Problem:
Write out every record in full, exactly as written, please.

*** Extracted information

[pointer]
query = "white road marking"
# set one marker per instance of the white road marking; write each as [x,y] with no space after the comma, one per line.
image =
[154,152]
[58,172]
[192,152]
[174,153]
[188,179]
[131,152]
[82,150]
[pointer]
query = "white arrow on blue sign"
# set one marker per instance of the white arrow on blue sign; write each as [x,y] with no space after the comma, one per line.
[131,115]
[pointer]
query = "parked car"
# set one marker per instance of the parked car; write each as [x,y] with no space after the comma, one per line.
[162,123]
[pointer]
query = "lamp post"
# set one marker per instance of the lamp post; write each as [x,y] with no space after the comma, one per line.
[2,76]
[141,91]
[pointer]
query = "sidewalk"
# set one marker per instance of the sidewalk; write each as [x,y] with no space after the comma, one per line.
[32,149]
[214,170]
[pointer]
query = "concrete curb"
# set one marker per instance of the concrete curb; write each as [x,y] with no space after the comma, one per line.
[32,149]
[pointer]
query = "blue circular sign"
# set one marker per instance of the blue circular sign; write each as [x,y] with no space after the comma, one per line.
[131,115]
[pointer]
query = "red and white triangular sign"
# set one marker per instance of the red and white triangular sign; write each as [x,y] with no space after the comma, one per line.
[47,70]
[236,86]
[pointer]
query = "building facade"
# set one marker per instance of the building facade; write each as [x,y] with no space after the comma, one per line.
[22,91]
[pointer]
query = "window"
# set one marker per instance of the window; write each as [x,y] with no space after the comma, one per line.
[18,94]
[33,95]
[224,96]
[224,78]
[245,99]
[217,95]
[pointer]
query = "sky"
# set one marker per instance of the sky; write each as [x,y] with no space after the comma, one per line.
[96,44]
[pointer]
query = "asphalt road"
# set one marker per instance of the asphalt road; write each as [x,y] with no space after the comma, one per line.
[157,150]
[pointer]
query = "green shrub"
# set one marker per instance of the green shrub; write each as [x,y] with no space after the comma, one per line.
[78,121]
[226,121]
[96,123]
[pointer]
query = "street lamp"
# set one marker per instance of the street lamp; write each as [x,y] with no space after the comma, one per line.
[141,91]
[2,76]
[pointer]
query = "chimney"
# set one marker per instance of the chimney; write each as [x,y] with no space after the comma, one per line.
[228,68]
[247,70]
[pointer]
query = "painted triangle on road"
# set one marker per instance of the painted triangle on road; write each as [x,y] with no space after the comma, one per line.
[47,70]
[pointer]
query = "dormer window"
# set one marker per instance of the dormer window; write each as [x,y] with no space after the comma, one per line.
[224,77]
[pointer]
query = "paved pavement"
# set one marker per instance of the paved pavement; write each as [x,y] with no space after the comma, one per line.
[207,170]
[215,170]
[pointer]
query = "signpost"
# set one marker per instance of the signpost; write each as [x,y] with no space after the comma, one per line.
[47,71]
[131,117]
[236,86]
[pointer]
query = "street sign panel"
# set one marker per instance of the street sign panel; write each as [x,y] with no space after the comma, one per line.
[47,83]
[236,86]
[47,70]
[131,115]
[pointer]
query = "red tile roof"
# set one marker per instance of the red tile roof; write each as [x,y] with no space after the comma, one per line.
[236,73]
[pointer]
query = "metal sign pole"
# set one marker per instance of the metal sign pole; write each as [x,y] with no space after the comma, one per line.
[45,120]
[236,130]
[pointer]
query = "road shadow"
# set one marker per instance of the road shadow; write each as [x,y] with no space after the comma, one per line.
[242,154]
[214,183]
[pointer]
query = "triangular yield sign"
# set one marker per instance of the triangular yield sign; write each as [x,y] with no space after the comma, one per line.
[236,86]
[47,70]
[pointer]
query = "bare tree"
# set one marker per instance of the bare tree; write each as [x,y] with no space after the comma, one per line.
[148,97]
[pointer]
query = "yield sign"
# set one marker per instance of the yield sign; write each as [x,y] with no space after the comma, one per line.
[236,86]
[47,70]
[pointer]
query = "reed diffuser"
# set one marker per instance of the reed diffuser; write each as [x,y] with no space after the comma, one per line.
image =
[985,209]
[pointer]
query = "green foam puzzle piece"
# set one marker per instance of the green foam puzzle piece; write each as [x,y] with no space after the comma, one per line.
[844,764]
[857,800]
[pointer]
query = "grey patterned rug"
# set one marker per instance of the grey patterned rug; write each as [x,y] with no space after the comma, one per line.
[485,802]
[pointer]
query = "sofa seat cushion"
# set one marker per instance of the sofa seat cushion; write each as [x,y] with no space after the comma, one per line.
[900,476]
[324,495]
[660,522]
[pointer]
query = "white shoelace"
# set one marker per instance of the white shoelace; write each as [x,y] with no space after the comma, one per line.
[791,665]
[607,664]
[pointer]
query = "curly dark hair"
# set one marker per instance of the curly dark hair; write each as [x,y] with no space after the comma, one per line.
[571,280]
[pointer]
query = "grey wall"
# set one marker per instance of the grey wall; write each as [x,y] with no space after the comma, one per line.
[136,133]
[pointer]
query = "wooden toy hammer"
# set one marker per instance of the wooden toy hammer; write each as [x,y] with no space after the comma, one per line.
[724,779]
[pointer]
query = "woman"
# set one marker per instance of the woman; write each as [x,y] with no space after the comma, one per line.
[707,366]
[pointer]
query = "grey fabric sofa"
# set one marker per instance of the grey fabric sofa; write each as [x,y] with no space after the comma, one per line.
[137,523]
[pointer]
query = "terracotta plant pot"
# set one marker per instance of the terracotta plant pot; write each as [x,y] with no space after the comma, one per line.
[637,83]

******

Output for this task:
[pointer]
query = "white road marking"
# set one marker per instance of the white road marking; write each as [x,y] with no space after the comma, one per line.
image =
[154,152]
[58,172]
[192,152]
[174,153]
[188,179]
[131,152]
[82,150]
[pointer]
query = "white arrow on blue sign"
# set one marker per instance of the white arrow on blue sign; write each as [x,y] with no space after the comma, one per line.
[131,115]
[pointer]
query = "parked car"
# set one marker per instance of the parked car; write each as [x,y] with no space after the comma, one per line.
[162,123]
[pointer]
query = "lamp post"
# set one marker per instance of the lamp post; write each as [x,y] with no space after the comma, one per line.
[2,76]
[141,91]
[pointer]
query = "sidewalk"
# set one marker per instance of the sidewalk; write each as [x,y] with no space after the comma, one per line.
[32,149]
[214,170]
[pointer]
query = "concrete curb"
# set one marker per instance of the concrete curb; write each as [x,y] with no space after the comma, one per line.
[32,149]
[pointer]
query = "blue circular sign"
# set one marker per instance of the blue circular sign; write each as [x,y] with no space after the comma, one per line.
[131,115]
[pointer]
query = "red and white triangular sign"
# set one marker per instance of the red and white triangular sign; write each as [x,y] with no space after the comma, one per line.
[47,70]
[236,86]
[pointer]
query = "building facade"
# set one marker per instance of the building facade; write each as [x,y] with no space after the comma, one per line.
[22,91]
[pointer]
query = "window"
# set one marker per instance of the window; write each as [x,y] with no space after the comma, one per line.
[18,94]
[33,95]
[224,96]
[224,78]
[245,99]
[217,95]
[pointer]
query = "sky"
# set one marker per instance of the sky; write each as [x,y] with no space after the comma, one per line.
[96,44]
[pointer]
query = "asphalt road"
# set one marker per instance of the asphalt road; write each as [x,y] with no space after the comma, one per line.
[157,150]
[pointer]
query = "green shrub"
# set one marker per instance of the green shrub; write each as [x,y] with no space after the comma, one per line.
[78,121]
[226,121]
[96,123]
[pointer]
query = "street lamp"
# set one marker per instance of the street lamp; write each as [x,y] with no space after the comma, one per line.
[141,91]
[2,76]
[pointer]
query = "chimney"
# set one marker per instance of the chimney; write each as [x,y] with no space after the comma, one per line.
[228,68]
[247,70]
[pointer]
query = "painted triangle on road"
# set one marker per instance of the painted triangle on road; write each as [x,y] with no space after the comma, one per line.
[47,70]
[pointer]
query = "dormer window"
# set one marker per instance of the dormer window; write each as [x,y] with no space after the comma, one per line.
[224,77]
[pointer]
query = "paved pavement"
# set one marker per instance of the paved pavement; write each as [x,y] with no space after the comma, one per line.
[207,170]
[215,170]
[pointer]
query = "signpost"
# set one marker per instance of the signpost; write each as [x,y] with no space after the comma, one per line.
[47,71]
[131,117]
[236,86]
[pointer]
query = "street sign panel"
# set one marker per instance of the street sign panel; write each as [x,y] with no space after the comma, one per line.
[47,83]
[236,86]
[47,70]
[131,115]
[pointer]
query = "red tile roof"
# set one marker per instance of the red tile roof; write each as [x,y] with no space after the comma, one per line.
[236,73]
[pointer]
query = "metal sign pole"
# set one marker per instance of the metal sign pole; write each as [x,y] with no space after the comma, one per line.
[45,120]
[236,130]
[pointer]
query = "road shadow"
# set one marker per instance of the road shadow; write each as [x,y] with no space after the comma, one per line.
[242,154]
[214,183]
[pointer]
query = "triangular yield sign"
# set one marker per instance of the triangular yield sign; write each as [x,y] with no space after the comma, one per line.
[236,86]
[47,70]
[pointer]
query = "bare tree"
# set one marker per instance of the bare tree; write each as [x,y] with no space after the comma, one per line.
[148,97]
[pointer]
query = "yield sign"
# set one marker per instance of the yield sign; write each as [x,y] with no space after the comma, one per line.
[236,86]
[47,70]
[pointer]
query = "reed diffuser"
# set one marker per instance of the reed diffuser; write each as [x,y] with no space after the comma, one per line.
image =
[985,209]
[pointer]
query = "green foam puzzle piece"
# set one marker per instance of the green foam puzzle piece; write each as [x,y] with no space after the comma, one per line.
[844,764]
[857,800]
[pointer]
query = "grey patterned rug"
# set one marker per instance of the grey patterned rug; write each as [x,y] with no space after the comma, one per line.
[485,802]
[pointer]
query = "sofa seat cushion"
# set one marker per instance of the sofa seat cushion; write each as [x,y] with no space after the comma, one per line.
[900,476]
[324,495]
[660,522]
[pointer]
query = "white shoelace"
# set one marker per instance of the white shoelace; write each as [x,y] with no space after the comma, one per line.
[791,665]
[607,664]
[pointer]
query = "curly dark hair"
# set one marker per instance of the curly dark hair; write each as [x,y] with no space after the comma, one per line.
[571,280]
[pointer]
query = "grey wall"
# set one marker per instance of the grey wall; write each as [x,y] with no space after the comma, one per line.
[136,133]
[pointer]
query = "wooden toy hammer"
# set one marker per instance of the wooden toy hammer; write each as [x,y] with no space after the comma, one per line.
[724,779]
[pointer]
query = "woman"
# set one marker per instance of the woman; write each as [x,y] with no space after the comma, one per line.
[707,366]
[pointer]
query = "grey fabric sofa"
# set one marker per instance of the grey fabric sofa; write each as [x,y] with no space after the comma, one per line.
[137,523]
[pointer]
query = "terracotta plant pot"
# set one marker per instance of the terracotta plant pot; write each as [x,y] with no space after the comma, one per line.
[637,83]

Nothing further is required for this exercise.